### Task objective
The whole listing is to be returned exactly.

━━━━━━━━━━

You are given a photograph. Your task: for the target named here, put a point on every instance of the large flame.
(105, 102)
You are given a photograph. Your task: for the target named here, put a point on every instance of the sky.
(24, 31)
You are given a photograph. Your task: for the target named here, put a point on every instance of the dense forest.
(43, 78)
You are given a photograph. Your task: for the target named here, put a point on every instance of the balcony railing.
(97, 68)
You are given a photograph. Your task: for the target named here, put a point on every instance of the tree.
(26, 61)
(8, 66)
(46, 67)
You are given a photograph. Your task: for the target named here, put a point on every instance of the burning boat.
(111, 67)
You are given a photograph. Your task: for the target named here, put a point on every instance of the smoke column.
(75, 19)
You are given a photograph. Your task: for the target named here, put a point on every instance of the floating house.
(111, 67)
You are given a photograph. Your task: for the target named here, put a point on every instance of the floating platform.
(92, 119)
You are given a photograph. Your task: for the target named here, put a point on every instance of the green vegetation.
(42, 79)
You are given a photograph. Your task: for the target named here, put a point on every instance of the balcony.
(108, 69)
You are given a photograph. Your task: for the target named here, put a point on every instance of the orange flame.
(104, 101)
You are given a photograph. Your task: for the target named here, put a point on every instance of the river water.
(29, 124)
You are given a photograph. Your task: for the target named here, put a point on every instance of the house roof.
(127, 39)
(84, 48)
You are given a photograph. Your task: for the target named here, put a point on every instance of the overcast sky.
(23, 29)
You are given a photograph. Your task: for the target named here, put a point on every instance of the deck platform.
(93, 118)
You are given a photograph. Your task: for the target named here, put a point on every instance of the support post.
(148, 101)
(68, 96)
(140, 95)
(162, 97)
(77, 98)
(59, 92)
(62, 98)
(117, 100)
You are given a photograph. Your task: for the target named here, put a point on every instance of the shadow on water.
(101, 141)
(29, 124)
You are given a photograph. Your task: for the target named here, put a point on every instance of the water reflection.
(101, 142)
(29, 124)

━━━━━━━━━━

### Response for this exercise
You are given a photograph. Your task: for the target named here, put a point on every instance of the large flame.
(105, 102)
You are given a photograph. Your task: for the target named here, put a point on every instance of the sky.
(24, 31)
You are given a photograph. Your task: for the target named here, put a point on every instance of the dense forest.
(43, 78)
You are given a photograph. Your task: for the target named here, put a point on every instance of the balcony railing.
(97, 68)
You are given a photograph. Your task: for the target named here, put a point on every instance of the tree.
(26, 61)
(8, 66)
(46, 67)
You are given a photograph. Your task: for the target named here, put a point on every instance of the burning boat.
(111, 67)
You are given a photograph. Your task: for the target named here, put a point on every instance of the smoke column.
(75, 19)
You are given a photograph. Your task: for the target named here, put a point on every instance of the floating house.
(111, 67)
You are given a photograph. Your task: for the target named here, put a point on every instance of the floating platform.
(92, 119)
You are given a photograph. Your task: for the target named here, put a point on every instance of the green vegetation.
(42, 79)
You are given a photograph. Your task: for the target named here, put a point on every instance of the balcony.
(108, 69)
You are given a photograph. Your task: for the target named here, put a point on every instance of the orange flame.
(104, 101)
You are given a photograph. Your task: for the target named here, put a point on every instance of the river water.
(29, 124)
You are given a photograph. Your task: for the target named here, put a point on every instance of the house roof.
(127, 39)
(84, 48)
You are given a photograph. Your task: for the target named here, put a point on every instance of the overcast sky.
(23, 29)
You are given a photograph. Your task: for the target named here, put a point on every instance of the deck platform.
(93, 118)
You are given a photograph. Your task: for the target named here, put a point on every instance of the support post.
(148, 101)
(68, 96)
(140, 95)
(162, 97)
(77, 98)
(59, 92)
(62, 98)
(117, 100)
You are given a photograph. Your task: for the target named here, put a point on every instance of the shadow on water.
(101, 141)
(29, 124)
You are given a photograph. Your task: for the target named here, put a point on every instance of the water reflection.
(101, 142)
(29, 124)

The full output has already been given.